## SOURCE EXCERPT
The new research, which draws on leaked documents and investigates industry front groups, highlights the elaborate lengths the industry has gone to control a global track and trace system and to undermine a major international agreement – the Illicit Trade Protocol – designed to protect public health by stopping the tobacco industry from smuggling tobacco.

Authored by researchers at the University of Bath’s Tobacco Control Research Group, the paper, published today (Thursday 14 June) in the journal Tobacco Control, calls on governments and international bodies to crack down on Big Tobacco tactics and to instead ensure systems designed to control tobacco smuggling are free of industry influence.

In 2012, off the back of a string of inquiries, court cases and fines aiming to hold the major tobacco companies to account for their involvement in tobacco smuggling, governments around the world adopted the Illicit Trade Protocol (ITP). Part of a global treaty, the Framework Convention on Tobacco Control, the ITP aims to root out tobacco industry smuggling through an effective track and trace system – a system in which tobacco packs are marked so they can be tracked through their distribution route and, if found on the illicit market, can be traced back to see where they originated.

Fearful of developments, the new study argues that at this point the tobacco industry claimed to have changed, no longer the perpetrators of smuggling, but instead themselves the victims of counterfeit tobacco. Accordingly, instead of being held to account for smuggling, industry lobbied to work with governments to help tackle a ‘growing’ problem of counterfeit tobacco.

Yet, reveal the researchers, the tobacco industry is still facilitating tobacco smuggling. Approximately two thirds of smuggled cigarettes may still derive from industry; by contrast counterfeit cigarettes make up a far smaller proportion (circa 5% to 8% of the illegal cigarette market). At best, the authors suggest, this shows the tobacco industry’s failure to control its supply chain, but they point to growing evidence from government investigations, whistleblowers and leaked tobacco industry documents all suggesting ongoing industry involvement.

Simultaneously, the study authors highlight how the major tobacco companies have developed their own track and trace system, ‘Codentify’, lobbying governments around the world to see it adopted as the global track and trace system of choice. The study suggests that in order to bolster support for their system and enhance their credibility, Big Tobacco created front groups, paid for misleading data and reports and poured funding into organisations meant to hold it to account and into initiatives that would curry favour. These included:

· Big Tobacco funding (through a front group) the World Customs Organization’s conference on illicit or smuggled tobacco;
· Philip Morris International setting up a $100M fund for research on illicit which funds organisations whose previous reports on tobacco smuggling have already been widely criticised;
· PMI funding INTERPOL which, rather than promoting ‘Codentify’, should have been holding the industry to account.

## THE TASK
Carry the tobacco smuggling article forward from its last sentence. The lines that come next have no connection to the tobacco smuggling article.

## GIVEN DATA
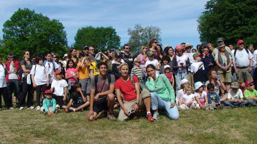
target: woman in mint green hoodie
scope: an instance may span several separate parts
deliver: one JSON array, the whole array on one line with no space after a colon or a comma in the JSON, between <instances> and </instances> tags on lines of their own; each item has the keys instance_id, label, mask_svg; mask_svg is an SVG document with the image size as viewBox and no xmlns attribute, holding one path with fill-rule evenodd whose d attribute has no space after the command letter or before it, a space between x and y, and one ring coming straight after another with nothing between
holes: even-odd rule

## THE REPLY
Leaked documents show the four major transnational tobacco companies hatched a joint plan to use front groups and third parties to promote ‘Codentify’ to governments and have them believe it was independent of industry and how these plans were operationalised. For example, the study reveals how a supposedly independent company fronted for British American Tobacco (BAT) in a tender for a track and trace system in Kenya.

Professor Anna Gilmore, Director of the Tobacco Control Research Group, explains: “This has to be one of the tobacco industry’s greatest scams: not only are tobacco companies still involved in tobacco smuggling, but they are positioning themselves to control the very system governments around the world have designed to stop them from smuggling. Their elaborate and underhand effort, implemented over years, involves front groups, third parties, fake news and payments to the regulatory authorities meant to hold them to account.

“Governments, tax and customs authorities around the world appear to have been hoodwinked. It is vital that they wake up and realise how much is at stake. Our simple message is this: no government should implement a track and trace system linked in any shape or form to the tobacco manufacturers. Doing so could allow the tobacco industry’s involvement in smuggling to continue with impunity.”

Co-author Andy Rowell adds: “By analysing new leaked documents from the tobacco industry and other contemporary evidence, it’s clear that the masters of deception are up to their old tricks. The evidence suggests the industry is still facilitating tobacco smuggling, whilst trying to control the international system to stop smuggling. But authorities should not let the sly old tobacco fox look after the hen house.”

The team are now calling for a robust international track and trace system that is truly independent of the industry, and its front organisations. They suggest governments need to be alert to what the tobacco industry is doing and to realise it is now operating via a complex web of front groups and companies. They suggest any track and trace system linked to ‘Codentify’ should not be trusted.

NOTES

To access the peer-reviewed paper see http://tobaccocontrol.bmj.com/lookup/doi/10.1136/tobaccocontrol-2017-054191 .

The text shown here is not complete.